■ **SET OF TASKS**:
#1 In the piece on Vancouver's astronaut families, what did BC authorities do to fight back?
#2 Reproduce the portion of the piece on Vancouver's astronaut families starting with "The New York" and going on through "time, Astronaut Fathers.".
#3 Check each statement against the piece on Vancouver's astronaut families. Answer yes or no for each and quote the words of the text that settle it.
(a) Many Chinese families bought property in Richmond.
(b) The fathers stopped working in Asia once their families moved to Vancouver.
(c) BC has 14 deaths in one care center.

■ **GIVEN TEXT**:
= Beginning of Section =

The New York Times had what I thought was an interesting article by Dan Bilefsky about Vancouver, BC within the past week. It’s about a phenomenon I have been aware of for about 25 years and have seen unfolding every time I have visited Vancouver, the so-called ideal city in Western Canada. It’s about one of those less-than-ideal situations that sounds like a problem solver but leads to trouble over time, Astronaut Fathers.
When Great Britain announced that it was turning Hong Kong over to China by 1997, many Chinese men with families in Hong Kong and Taiwan began moving their wives and children to this Canadian city while continuing to work in Asia. They feared that Communist China would negatively impact their city’s entrepreneurial spirit after the transition. Because they spent so much time in airplanes going to Vancouver on weekends and such, they became known as astronaut fathers and their wives, who felt responsible to raise children alone in a culturally alien environment, became known as astronaut wives.
These parents were attracted to Vancouver’s schools and easily gotten passports for family members. They had plenty of money and began transforming the social atmosphere of this Canadian city by buying up property. This eventually made Vancouver one of the most unaffordable cities in North America. Ruth and I noticed that the area from downtown to the international airport was transitioning to an urban Chinatown with many signs in Chinese and shops catering to their needs. The article points out that many Chinese families bought property in Richmond, a city near the airport. A couple of generations later the astronaut children of these astronaut parents are feeling more Canadian than Chinese. They have been spoiled, defy parental authority, and feel the loss of family intimacy.
BC authorities fought back by increasing taxes on foreign homeowners, but the wealth of the immigrants mitigated that. But then the coronavirus struck. There are 659 confirmed cases in BC and 14 deaths in one care center with 9 senior centers affected by the virus. The situation is fomenting discriminatory behavior aimed at the Chinese immigrants while making commuting far more problematical for them. Race, class, and income inequality could tear Vancouver apart.

= End of Section =

■ **INFORMATION SUPPLIED**:
= Beginning of Section =

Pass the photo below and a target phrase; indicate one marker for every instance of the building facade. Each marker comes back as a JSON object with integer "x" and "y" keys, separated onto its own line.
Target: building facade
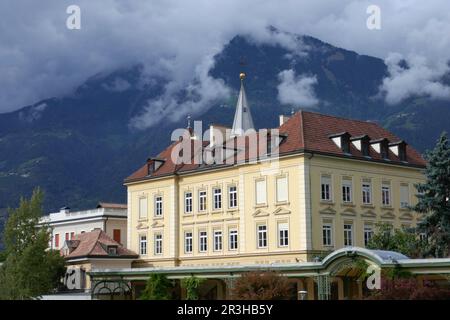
{"x": 66, "y": 224}
{"x": 331, "y": 181}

= End of Section =

■ **RESULTS BY TASK**:
#1 They increased taxes on foreign homeowners.

#2
The New York Times had what I thought was an interesting article by Dan Bilefsky about Vancouver, BC within the past week. It’s about a phenomenon I have been aware of for about 25 years and have seen unfolding every time I have visited Vancouver, the so-called ideal city in Western Canada. It’s about one of those less-than-ideal situations that sounds like a problem solver but leads to trouble over time, Astronaut Fathers.

#3
(a) Yes: "many Chinese families bought property in Richmond, a city near the airport."
(b) No: "began moving their wives and children to this Canadian city while continuing to work in Asia."
(c) Yes: "There are 659 confirmed cases in BC and 14 deaths in one care center."